In the 1970s, developments brought significant changes to the construction industry. The oil crisis, inflation, high interest rates, costs of land and money for construction, high contract settlements, inefficiencies, technological changes, the owners increase demand for cost effectiveness….all brought on a new surge of competitiveness for the union contractor….a challenge that both labor and management are still meeting today.

Now, 128 years old, the Association still flourishes and remains to be a vital component of the mechanical contracting industry. As personal technology has grown and changed so has the industry technology in the construction world. With BIM (Building Information Modeling) Pre-Fabrication and CAD (computer aided design)…mechanical contractors can complete projects more efficiently and timely. Smart phones & Ipads with texting, scanning and email capabilities have changed the course of jobsite communication.

Since the centennial celebration in 1989, the Association has continued to channel its emphasis on the needs of its members. MCAMW’s Service Contractors Bureau… established in 1998 focuses on the service industry while the Plumbing Contractors’ Bureau… established in 2008 focuses on plumbing contractors. Two Student Chapters were established to recruit management personnel; in 2000 a Student Chapter was formed at Virginia Tech and in 2007, at the University of Maryland. These college recruitments often become the Young LEEDERs, a group formed in 2007 to help these young executives gain professional fundamentals thru Lunch & Learns and networking opportunities. These practices in development of the future leaders will prepare them for the difficult times ahead as the industry faces conflicts with non-union competitors, labor relations and legislative issues that affect them.

- [Set task A]:
Answer these questions using the association history:
(i) In what year was the Service Contractors Bureau established?
(ii) What does the abbreviation BIM stand for?
(iii) At which school was a Student Chapter formed in 2000?
- [Set task B]:
Carry on the association history, picking up after its last sentence.
The material that comes next was taken from a separate source and has no connection to the association history.

- [Dataset section]:
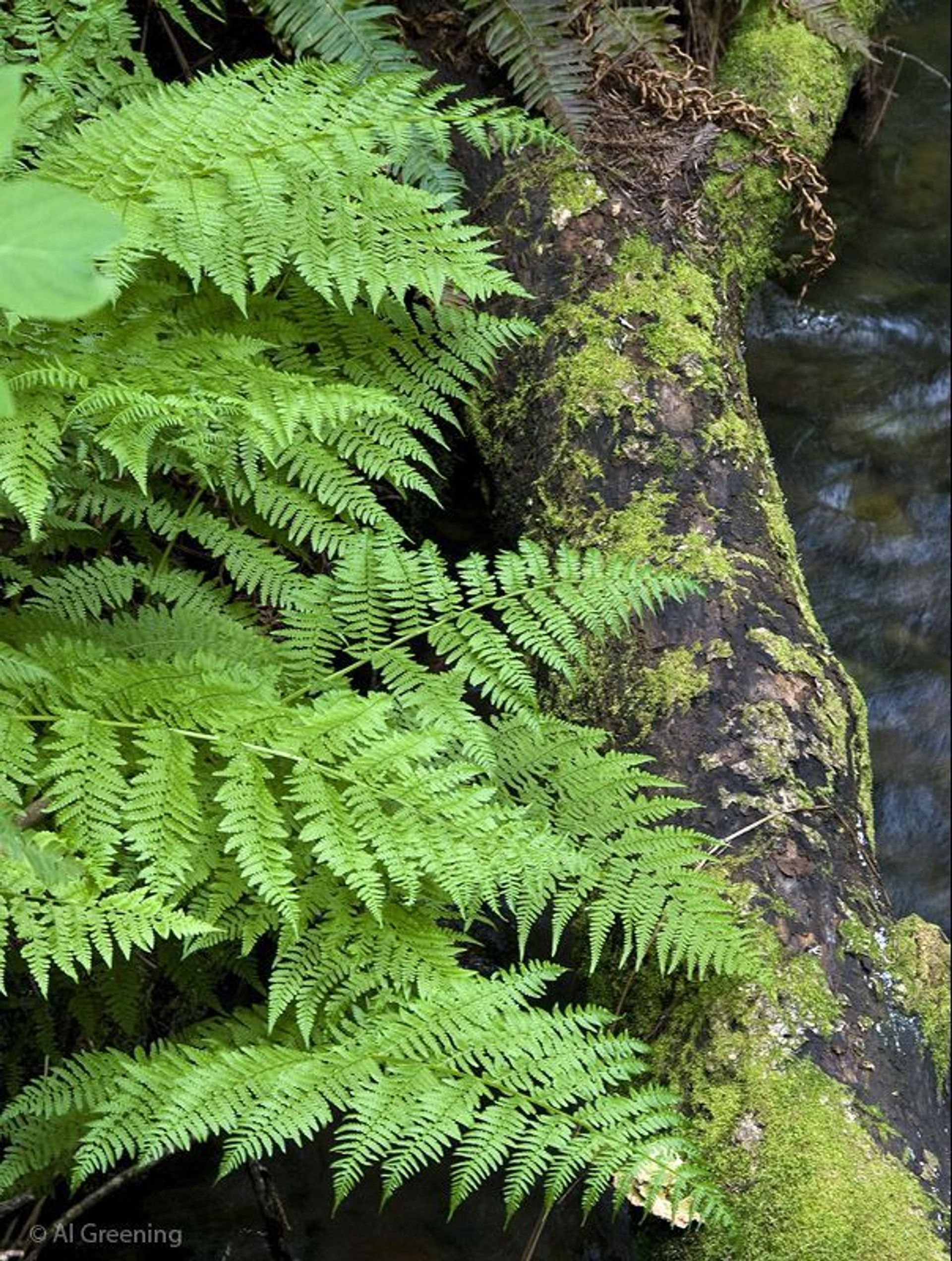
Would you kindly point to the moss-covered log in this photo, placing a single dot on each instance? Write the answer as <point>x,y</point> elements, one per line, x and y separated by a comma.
<point>628,425</point>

- [Expected answer A]:
(i) 1998
(ii) Building Information Modeling
(iii) Virginia Tech

- [Expected answer B]:
The MCAMW’s strong commitment to education and training has always been at the forefront of its success. From energy efficiency to environmental sensitivity, the Associations’ leaders recognize it takes the combined talent of skilled labor and teamwork for a union mechanical contractor to erect a building and put it into operation. This is particularly true with the even more intricate and complex mechanical systems in the handsome modern structures of our Nation’s Capital. These practices, integrity and know-how represented throughout this Association have been carried over from the 19th Century into the 21st Century, where our member contractors continue to face triumphantly new challenges in this ever changing market-place.